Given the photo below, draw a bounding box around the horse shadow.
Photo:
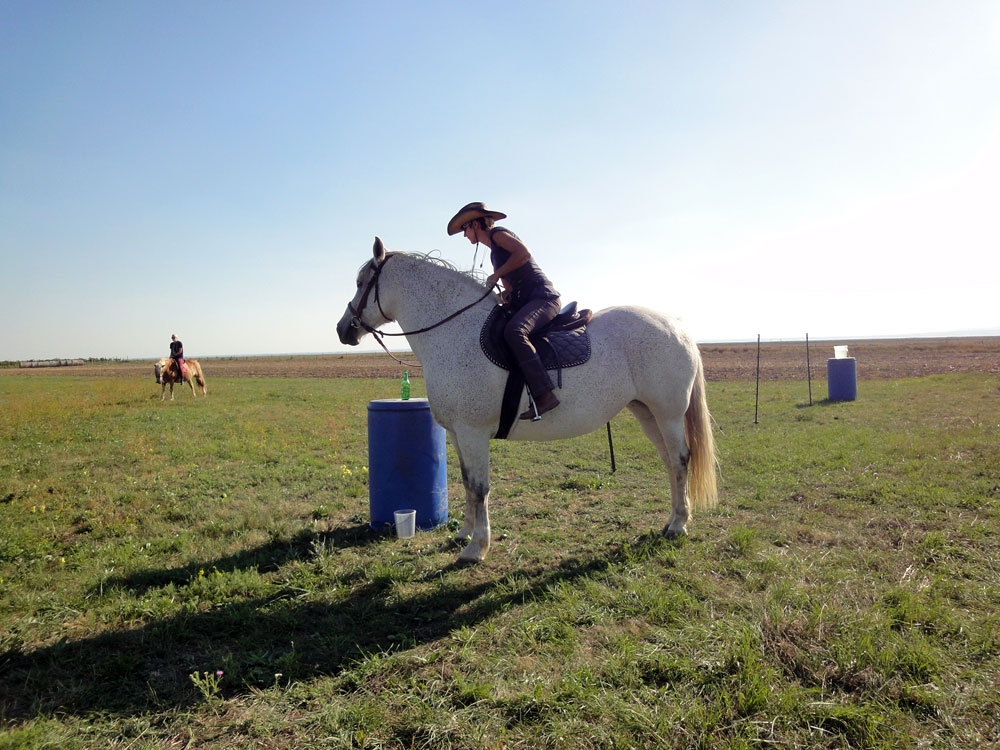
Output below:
[0,526,623,723]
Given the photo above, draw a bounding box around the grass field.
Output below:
[0,368,1000,749]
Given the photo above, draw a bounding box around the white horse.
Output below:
[337,237,717,561]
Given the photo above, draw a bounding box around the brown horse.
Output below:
[153,357,208,401]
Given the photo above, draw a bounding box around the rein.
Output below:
[347,255,493,367]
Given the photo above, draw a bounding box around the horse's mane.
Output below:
[361,250,494,292]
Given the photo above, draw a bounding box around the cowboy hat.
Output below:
[448,201,507,234]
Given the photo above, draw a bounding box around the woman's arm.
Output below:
[486,232,531,286]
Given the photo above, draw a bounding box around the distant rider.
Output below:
[170,336,184,380]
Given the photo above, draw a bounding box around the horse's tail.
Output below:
[684,357,719,509]
[194,365,208,395]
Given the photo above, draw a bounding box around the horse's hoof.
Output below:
[458,544,486,563]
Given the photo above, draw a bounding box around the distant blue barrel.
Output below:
[368,398,448,531]
[826,357,858,401]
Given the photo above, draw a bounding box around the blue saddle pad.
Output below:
[479,305,592,370]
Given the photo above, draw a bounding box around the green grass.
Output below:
[0,375,1000,748]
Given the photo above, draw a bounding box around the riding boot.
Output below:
[518,354,559,420]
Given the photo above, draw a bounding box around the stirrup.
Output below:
[528,391,542,422]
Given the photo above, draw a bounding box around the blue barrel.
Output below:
[826,357,858,401]
[368,398,448,531]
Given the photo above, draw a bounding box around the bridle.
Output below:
[347,255,493,367]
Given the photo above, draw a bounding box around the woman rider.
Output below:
[448,203,560,419]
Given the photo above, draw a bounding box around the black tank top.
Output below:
[490,227,559,307]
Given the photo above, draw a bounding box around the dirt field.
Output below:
[7,336,1000,384]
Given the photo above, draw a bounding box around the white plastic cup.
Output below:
[393,510,417,539]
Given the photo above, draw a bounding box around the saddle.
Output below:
[479,302,594,440]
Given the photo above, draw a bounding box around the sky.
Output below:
[0,0,1000,360]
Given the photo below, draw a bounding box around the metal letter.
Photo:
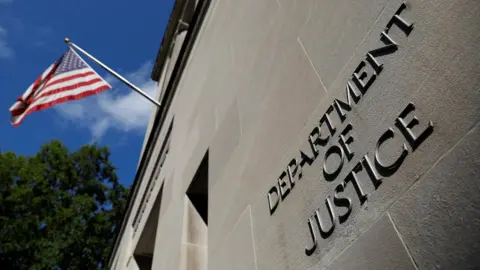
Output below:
[287,158,301,187]
[353,61,377,95]
[308,126,330,157]
[395,103,433,151]
[333,81,361,123]
[323,144,345,181]
[320,105,336,136]
[278,171,290,201]
[367,31,398,75]
[267,185,280,215]
[361,155,382,189]
[345,162,368,204]
[375,128,408,177]
[385,3,413,36]
[339,124,354,161]
[333,182,352,223]
[315,197,335,239]
[305,216,317,256]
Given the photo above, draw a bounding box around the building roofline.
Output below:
[108,0,211,269]
[150,0,189,82]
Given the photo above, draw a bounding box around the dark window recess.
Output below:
[187,150,208,225]
[134,255,153,270]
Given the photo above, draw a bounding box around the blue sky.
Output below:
[0,0,174,188]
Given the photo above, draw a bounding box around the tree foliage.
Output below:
[0,141,128,270]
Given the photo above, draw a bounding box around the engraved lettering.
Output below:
[333,81,361,123]
[267,185,280,215]
[375,128,408,177]
[339,124,354,161]
[278,171,290,201]
[345,163,367,204]
[323,144,345,181]
[395,103,433,151]
[333,182,352,223]
[305,216,317,256]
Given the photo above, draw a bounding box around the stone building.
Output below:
[109,0,480,270]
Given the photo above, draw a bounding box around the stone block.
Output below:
[327,213,417,270]
[390,124,480,269]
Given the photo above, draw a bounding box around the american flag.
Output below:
[10,48,111,126]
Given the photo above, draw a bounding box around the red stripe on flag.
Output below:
[12,85,110,127]
[45,71,95,87]
[33,78,102,102]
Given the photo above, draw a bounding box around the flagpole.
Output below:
[65,38,161,107]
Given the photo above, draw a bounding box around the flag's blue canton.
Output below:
[54,49,88,76]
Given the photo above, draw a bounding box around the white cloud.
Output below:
[54,63,156,140]
[0,26,13,58]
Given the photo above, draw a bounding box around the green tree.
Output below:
[0,141,128,270]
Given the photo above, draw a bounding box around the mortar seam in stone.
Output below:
[180,242,208,248]
[329,0,391,90]
[387,211,418,270]
[297,37,328,93]
[248,205,258,270]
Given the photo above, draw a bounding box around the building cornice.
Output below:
[151,0,191,82]
[108,0,211,269]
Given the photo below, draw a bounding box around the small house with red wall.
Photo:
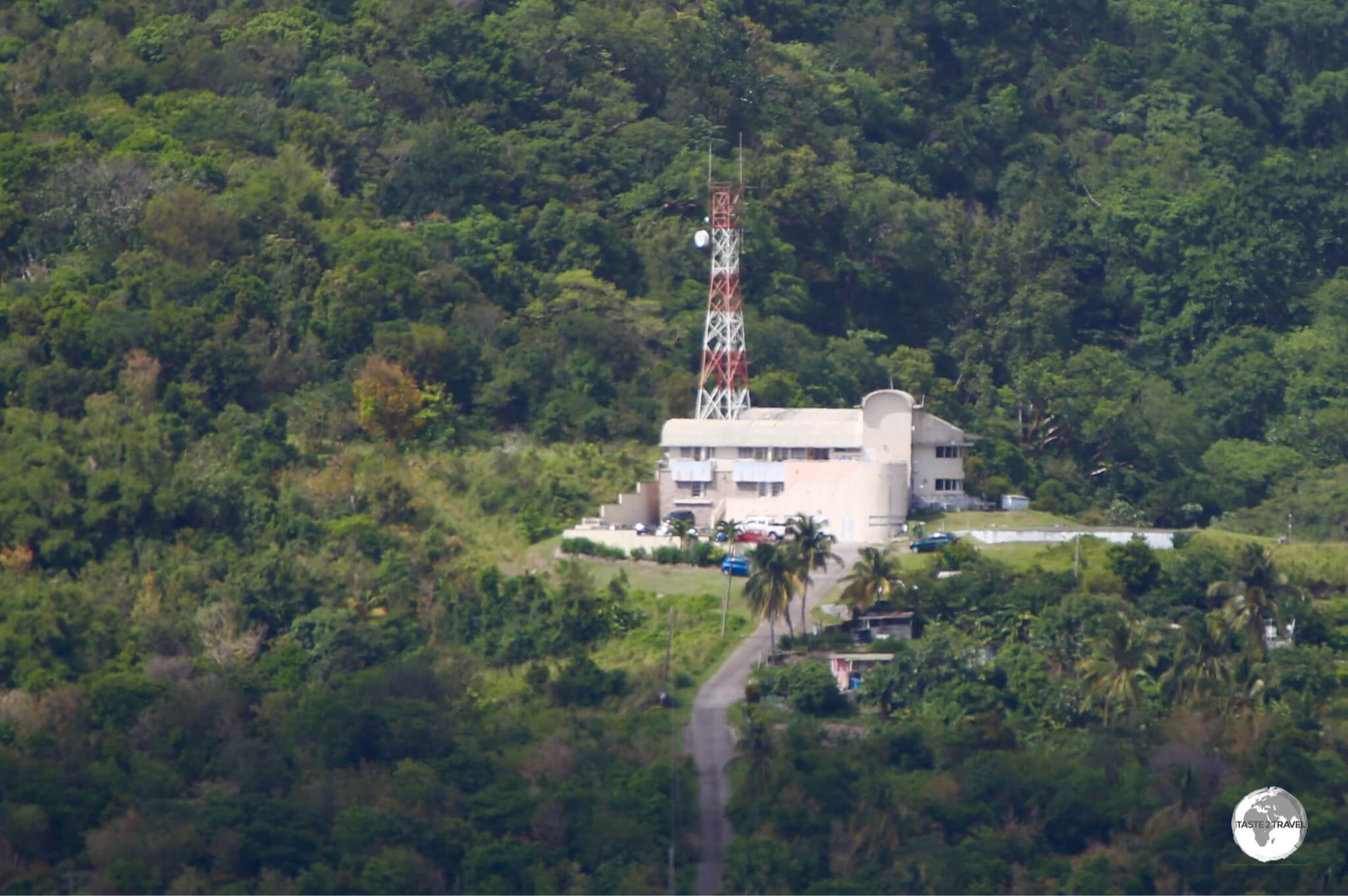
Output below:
[829,653,894,694]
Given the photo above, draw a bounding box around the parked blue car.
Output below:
[908,532,960,554]
[721,557,750,576]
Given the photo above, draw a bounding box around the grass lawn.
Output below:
[480,555,771,726]
[1195,530,1348,587]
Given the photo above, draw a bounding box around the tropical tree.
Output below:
[670,520,693,560]
[715,519,744,637]
[1083,613,1156,725]
[858,663,912,718]
[731,703,777,832]
[1160,613,1236,699]
[1221,653,1267,720]
[1208,541,1303,656]
[744,543,801,651]
[786,513,842,635]
[842,547,906,618]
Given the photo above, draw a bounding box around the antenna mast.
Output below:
[697,135,750,420]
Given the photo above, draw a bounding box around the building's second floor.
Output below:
[661,389,968,492]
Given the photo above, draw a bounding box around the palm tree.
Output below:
[715,520,744,637]
[744,541,801,652]
[1208,541,1303,656]
[842,547,906,618]
[670,520,693,560]
[1160,613,1236,699]
[731,703,777,834]
[1221,653,1267,721]
[786,513,842,635]
[1083,613,1156,725]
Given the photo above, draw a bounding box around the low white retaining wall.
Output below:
[954,527,1176,549]
[562,530,678,554]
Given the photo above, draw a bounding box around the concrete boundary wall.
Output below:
[953,527,1176,549]
[598,482,661,526]
[562,528,679,554]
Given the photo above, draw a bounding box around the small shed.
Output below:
[849,610,912,644]
[829,653,894,694]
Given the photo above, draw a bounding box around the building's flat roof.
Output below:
[661,389,965,449]
[661,409,862,449]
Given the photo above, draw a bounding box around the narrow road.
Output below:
[683,544,859,896]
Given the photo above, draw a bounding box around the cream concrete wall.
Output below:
[656,469,735,528]
[725,460,908,541]
[912,410,965,445]
[912,445,964,497]
[956,528,1176,549]
[557,528,679,554]
[598,482,661,526]
[862,389,912,466]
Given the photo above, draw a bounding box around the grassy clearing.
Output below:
[1195,530,1348,587]
[479,555,765,728]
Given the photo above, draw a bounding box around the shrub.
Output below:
[352,357,423,441]
[689,541,725,566]
[775,660,846,716]
[651,544,683,563]
[552,655,627,706]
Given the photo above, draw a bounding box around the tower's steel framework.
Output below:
[697,184,750,420]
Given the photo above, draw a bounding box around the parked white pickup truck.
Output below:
[744,516,786,541]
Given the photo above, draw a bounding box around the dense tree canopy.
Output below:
[0,0,1348,893]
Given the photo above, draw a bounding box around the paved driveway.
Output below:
[683,544,862,896]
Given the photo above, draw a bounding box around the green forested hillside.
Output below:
[0,0,1348,525]
[0,0,1348,893]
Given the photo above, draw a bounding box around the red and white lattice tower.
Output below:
[697,184,750,420]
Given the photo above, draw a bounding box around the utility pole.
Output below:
[721,566,735,637]
[663,607,678,896]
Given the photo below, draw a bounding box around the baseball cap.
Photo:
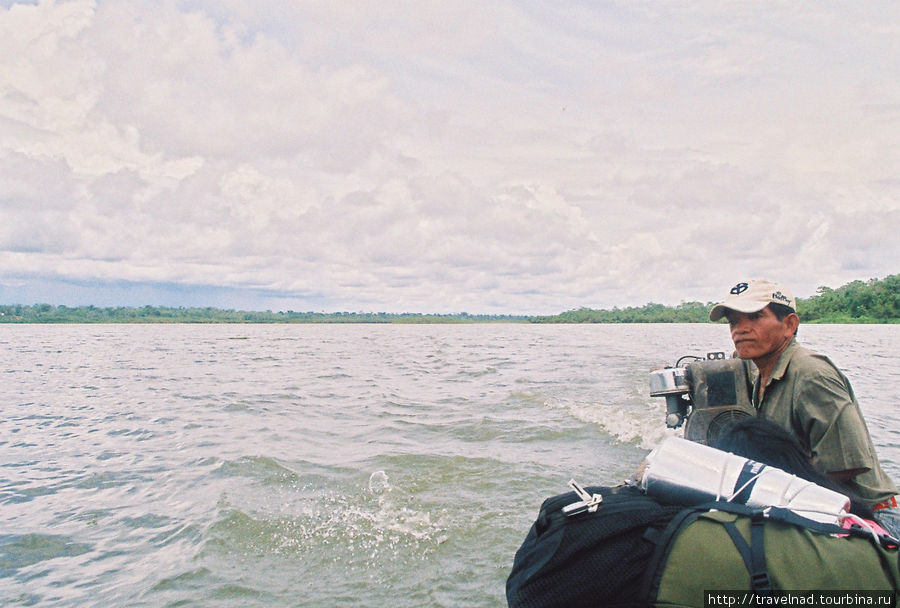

**Short exercise:** Rewrite all of the records above, changing "Output below" to "Answer below" everywhere and keeping everything else the same. Leave out the pictures.

**Response for this exercise:**
Given the photo below, draw a bounding box around the horse shadow.
Photo:
Answer below:
[0,526,623,723]
Given the photo above, draw a bounding box around the grass field.
Answer below:
[0,368,1000,749]
Given the photo above, draw a bounding box around the white horse.
Answer below:
[337,237,717,561]
Given the photo above, draw a bounding box around the brown horse.
Answer below:
[153,357,208,401]
Given the photo above, draw a bounding box around the rein.
Answer below:
[347,255,493,367]
Given the photo above, draw a bounding box around the horse's mane.
Answer below:
[361,250,494,292]
Given the photo above, draw a bounding box around the cowboy hat.
Answer below:
[448,201,507,234]
Given the photo above, draw a bounding box around the woman's arm.
Answer below:
[486,232,531,286]
Given the photo above, draw a bounding box around the distant rider.
Answer below:
[170,336,184,380]
Given the photo above, draw a bounding box around the horse's tail.
Answer below:
[684,357,719,509]
[194,365,208,395]
Given the photo above, draw a bounding box around the horse's hoof.
Answer below:
[458,544,486,563]
Given the photo above, draw a bounding box around the distant blue barrel.
Answer below:
[368,398,448,531]
[826,357,858,401]
Given the photo above, draw a bounding box around the blue saddle pad.
Answer below:
[479,305,592,370]
Given the photo above, draw a bounding box around the green grass.
Answer below:
[0,375,1000,748]
Given the photo above, draw a bounding box around the riding boot.
Answer below:
[518,354,559,420]
Given the photo above, draw a bounding box around the stirrup.
Answer below:
[528,391,542,422]
Given the photo above, draw a bounding box around the blue barrel.
Answer below:
[826,357,858,401]
[368,398,448,531]
Given the photo above, draw a bounding box around the bridle.
Answer below:
[347,255,493,367]
Given the photo above, draw a bounding box around the woman rider.
Answer below:
[448,203,560,419]
Given the photo above, draw a bounding box around the black tank top.
Answer below:
[490,227,559,307]
Given the photo above, draw a bounding box around the dirt field.
Answer below:
[7,336,1000,384]
Given the photo above, draw a bounding box around the white plastic cup.
Answer below:
[393,510,417,539]
Given the photo above, draw a bounding box around the saddle.
Answer below:
[479,302,594,440]
Given the photo above, draw a bounding box around the sky.
Answer below:
[0,0,1000,360]
Given the photo below, draw a bounding box around the metal letter.
Photo:
Answer below:
[287,158,301,187]
[353,61,377,95]
[308,126,330,157]
[395,103,433,151]
[333,81,361,123]
[323,144,345,181]
[320,105,336,136]
[278,171,290,201]
[367,31,398,75]
[267,185,280,215]
[361,155,382,189]
[345,162,368,204]
[375,128,408,177]
[385,3,413,36]
[339,124,354,161]
[333,182,352,223]
[315,197,335,239]
[305,216,317,256]
Given the photo above, draw a bounding box around the building roofline.
Answer below:
[108,0,211,269]
[150,0,189,82]
Given the photo above, draw a bounding box around the dark window recess.
Answer below:
[187,150,208,225]
[134,255,153,270]
Given the photo above, draw a bounding box around the blue sky.
Answer below:
[0,0,174,188]
Given the photo above, draw a bounding box around the tree foliage.
Answer below:
[0,141,128,270]
Given the photo above, draw a bounding box around the engraved lettering.
Answer below:
[333,81,361,123]
[267,185,280,215]
[375,128,408,177]
[339,124,354,161]
[278,171,290,201]
[345,163,367,204]
[323,144,345,181]
[395,103,433,151]
[333,182,352,223]
[305,216,317,256]
Given the photo above, draw a bounding box around the stone building.
Answer below:
[109,0,480,270]
Given the photo above, draw a bounding box around the stone block.
Answer below:
[327,213,417,270]
[390,124,480,269]
Given the photo above, draw a bounding box around the american flag.
Answer below:
[10,48,111,126]
Given the photo above, draw a bounding box around the red stripe on flag.
Answer below:
[12,85,110,127]
[45,71,95,87]
[33,78,102,102]
Given the photo above, draw a bounding box around the flagpole.
Answer below:
[65,38,161,107]
Given the photo above, draw a bounding box around the flag's blue canton.
Answer below:
[54,49,88,76]
Given the photo above, draw a bounding box around the white cloud.
Answer below:
[54,63,156,140]
[0,26,13,58]
Given the photo above, draw a bounding box around the green tree.
Answer below:
[0,141,128,270]
Given the photo above, draw a bounding box around the mortar seam in stone.
Answer below:
[180,242,208,248]
[329,0,391,90]
[387,211,418,270]
[297,37,328,93]
[248,205,258,270]
Given the photo above, draw a bounding box around the building cornice.
Answer below:
[151,0,191,82]
[108,0,211,269]
Given the photo below, draw a bounding box around the small house with red wall.
Photo:
Answer below:
[829,653,894,694]
Given the photo above, draw a bounding box around the parked blue car.
Answer below:
[908,532,960,554]
[721,557,750,576]
Given the photo above, draw a bounding box around the grass lawn.
Answer below:
[480,555,771,726]
[1195,530,1348,587]
Given the photo above, draw a bounding box around the tropical tree.
Answer below:
[670,520,693,560]
[715,519,744,637]
[1083,613,1156,725]
[858,663,912,718]
[731,703,777,832]
[1160,613,1236,699]
[1221,653,1267,720]
[1208,541,1303,656]
[744,543,801,651]
[786,513,842,635]
[842,547,906,618]
Given the photo above, draw a bounding box around the antenna mast.
Answer below:
[697,135,750,420]
Given the photo above, draw a bounding box around the building's second floor.
Answer below:
[661,389,968,492]
Given the photo above, draw a bounding box around the palm tree.
Answer below:
[715,520,744,637]
[744,541,801,652]
[1208,541,1303,656]
[842,547,906,618]
[670,520,693,560]
[1160,613,1236,699]
[731,703,777,834]
[1221,653,1267,721]
[786,513,842,635]
[1083,613,1156,725]
Given the photo above, draw a bounding box around the low white retaining wall.
Answer below:
[954,527,1176,549]
[562,530,678,554]
Given the photo above, draw a bounding box around the concrete boundary wall.
Answer below:
[953,527,1176,549]
[598,482,661,526]
[562,528,679,554]
Given the photo above, draw a bounding box around the small shed.
Answer below:
[849,610,912,644]
[829,653,894,694]
Given the photo above, draw a bounding box around the building's flat roof.
Answer below:
[661,389,965,449]
[661,409,862,449]
Given the photo above, draw a bounding box around the narrow road.
Answer below:
[683,544,859,896]
Given the photo above, draw a bounding box around the cream concrete wall.
Answer below:
[656,469,735,528]
[725,460,908,541]
[912,410,965,445]
[912,445,964,497]
[956,528,1176,549]
[557,528,679,554]
[598,482,661,526]
[862,389,912,466]
Given the photo above, draw a bounding box around the grassy clearing.
Answer below:
[1195,530,1348,587]
[479,555,765,728]
Given the photo above, draw a bounding box around the shrub.
Answer below:
[352,357,423,441]
[689,541,725,566]
[775,660,846,716]
[651,544,683,563]
[552,655,627,706]
Given the photo above, draw a bounding box around the tower's steel framework.
Answer below:
[697,184,750,420]
Given the photo above, draw a bounding box around the parked white pickup truck.
Answer below:
[744,516,786,541]
Given the photo above, draw a bounding box around the dense tree canopy.
Answer below:
[0,0,1348,893]
Given the photo above, draw a bounding box around the paved driveway.
Answer below:
[683,544,862,896]
Given the photo above, draw a bounding box around the green forested hillside.
Answer below:
[0,0,1348,525]
[0,0,1348,893]
Given the photo above, draw a bounding box around the red and white lattice tower.
Answer below:
[697,184,750,420]
Given the photo above, draw a bounding box around the utility pole.
Answer below:
[721,566,735,637]
[663,607,678,896]
Given the photo below, draw a bounding box around the baseball cap.
Photo:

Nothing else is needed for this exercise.